Consciousness and anesthesia

麻酔中の意識と記憶に乖離があるという論文を読んだら、
もう少し文献をあさってみたくなった。

The ability of bispectral index to detect intra-operative wakefulness during total intravenous anaesthesia compared with the isolated forearm technique.
Anaesthesia 2013, 68, 502–511   http://www.ncbi.nlm.nih.gov/pubmed/23521699
この論文では、婦人科手術をうける患者22名について、BIS 55-60を目標にTIVA-TCIのコントロールを行い、意識と記憶の状態を評価した。
isolated forearm technique(IFT)を用いており、16/22名でIFTで反応があった。
また2名の患者は反応したことをかすかに覚えていた。BIS 55-60では「意識があるが記憶がない状態」の患者が多く、意識と記憶は麻酔深度によって差を認めていた。

意識と記憶が脳に於いても物理的に別の場所で管理されていることを思うと、
麻酔における「意識のなさ」と「記憶のなさ」が乖離していることも至極当然の
ようにも思う。

行の一覧 ::
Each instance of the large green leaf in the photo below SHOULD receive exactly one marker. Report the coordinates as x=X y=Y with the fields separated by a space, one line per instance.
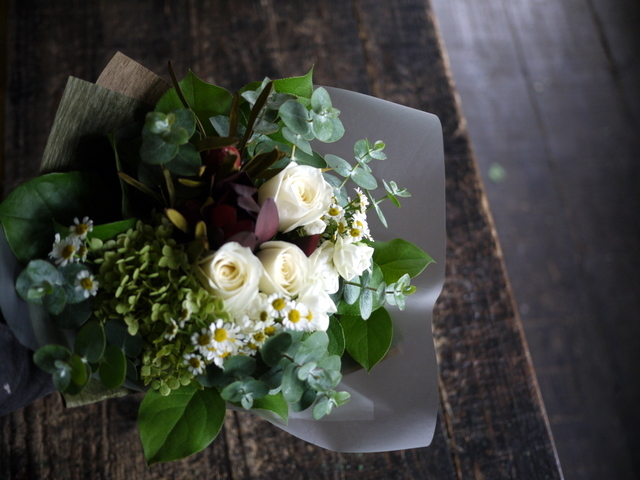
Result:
x=273 y=403
x=368 y=341
x=180 y=424
x=28 y=212
x=206 y=100
x=397 y=257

課題の指示 ::
麻酔と意識についての文章の続きを、最後の文のあとから書き進めてください。 各行は、麻酔と意識についての文章とは別の資料です。

最終解答 ::
・1MACで50%が皮膚切開を加えても動かないとされるが…
吸入麻酔のMACという概念は脊髄の運動ニューロンの抑制の指標であり、脳ではない。
脳にのみ薬剤を投与し、麻酔中の痛み刺激への反応抑制を得ようとすると、約2倍量が必要となる(動物実験)

・麻酔薬で意識が消失するメカニズムは、脳の様々な部位の情報・刺激を統合する能力を抑制することによるものらしい。

・麻酔中の覚醒状態にはノルアドレナリン系の神経シグナルが関与している。
Eur Neurosci 2011:34;1018-1022

・プロポフォールとミダゾラムは記憶形成過程を抑制する。
ミダゾラムに逆行性健忘があるといわれているが、これはミダゾラムが海馬や扁桃体に分布するGABAa受容体に作用するからとされている。